#### [WORK TO BE COMPLETED]
Scan the records for the line containing "the man's forehead"; extract it and all later lines, verbatim, through the end, and nothing before it.

#### [ROWS]

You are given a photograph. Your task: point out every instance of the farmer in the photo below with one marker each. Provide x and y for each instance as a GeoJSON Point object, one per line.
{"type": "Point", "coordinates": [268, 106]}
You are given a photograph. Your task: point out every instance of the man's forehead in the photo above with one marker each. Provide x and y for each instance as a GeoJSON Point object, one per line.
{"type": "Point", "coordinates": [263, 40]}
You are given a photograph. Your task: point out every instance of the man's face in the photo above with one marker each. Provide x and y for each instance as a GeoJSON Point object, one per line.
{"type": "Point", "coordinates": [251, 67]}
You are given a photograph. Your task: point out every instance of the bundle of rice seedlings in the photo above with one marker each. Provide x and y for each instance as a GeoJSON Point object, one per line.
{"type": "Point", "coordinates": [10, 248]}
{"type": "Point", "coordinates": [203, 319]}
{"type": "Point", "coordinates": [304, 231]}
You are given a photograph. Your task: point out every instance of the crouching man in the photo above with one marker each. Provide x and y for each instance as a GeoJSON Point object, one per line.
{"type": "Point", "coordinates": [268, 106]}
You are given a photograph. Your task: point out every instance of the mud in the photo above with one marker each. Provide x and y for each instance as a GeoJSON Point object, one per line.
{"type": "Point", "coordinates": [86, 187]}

#### [RESULT]
You are given a photograph. Your task: point out every instance of the man's forehead in the photo above with one marker each. Provide x and y for each instance as a GeoJSON Point object, one per line.
{"type": "Point", "coordinates": [263, 40]}
You are given a photograph. Your task: point out every instance of the man's face in the photo above with one marker each. Provide x and y for each instance as a GeoJSON Point object, one per line.
{"type": "Point", "coordinates": [251, 67]}
You are given a photograph. Your task: point out every instance of the bundle of rice seedlings in the photo above with one marker each. Provide x and y for each instance as a GeoJSON Point object, one per line.
{"type": "Point", "coordinates": [10, 248]}
{"type": "Point", "coordinates": [203, 319]}
{"type": "Point", "coordinates": [304, 231]}
You are given a photograph. Your task: point out every instance of the crouching man in the photo above with one marker each. Provide x and y for each instance as a GeoJSON Point object, one per line.
{"type": "Point", "coordinates": [268, 106]}
You are given a photograph. Your task: point out every instance of the mud in the photo above with one marker each. Provide x and y for each instance as a GeoJSON Point object, one per line.
{"type": "Point", "coordinates": [86, 187]}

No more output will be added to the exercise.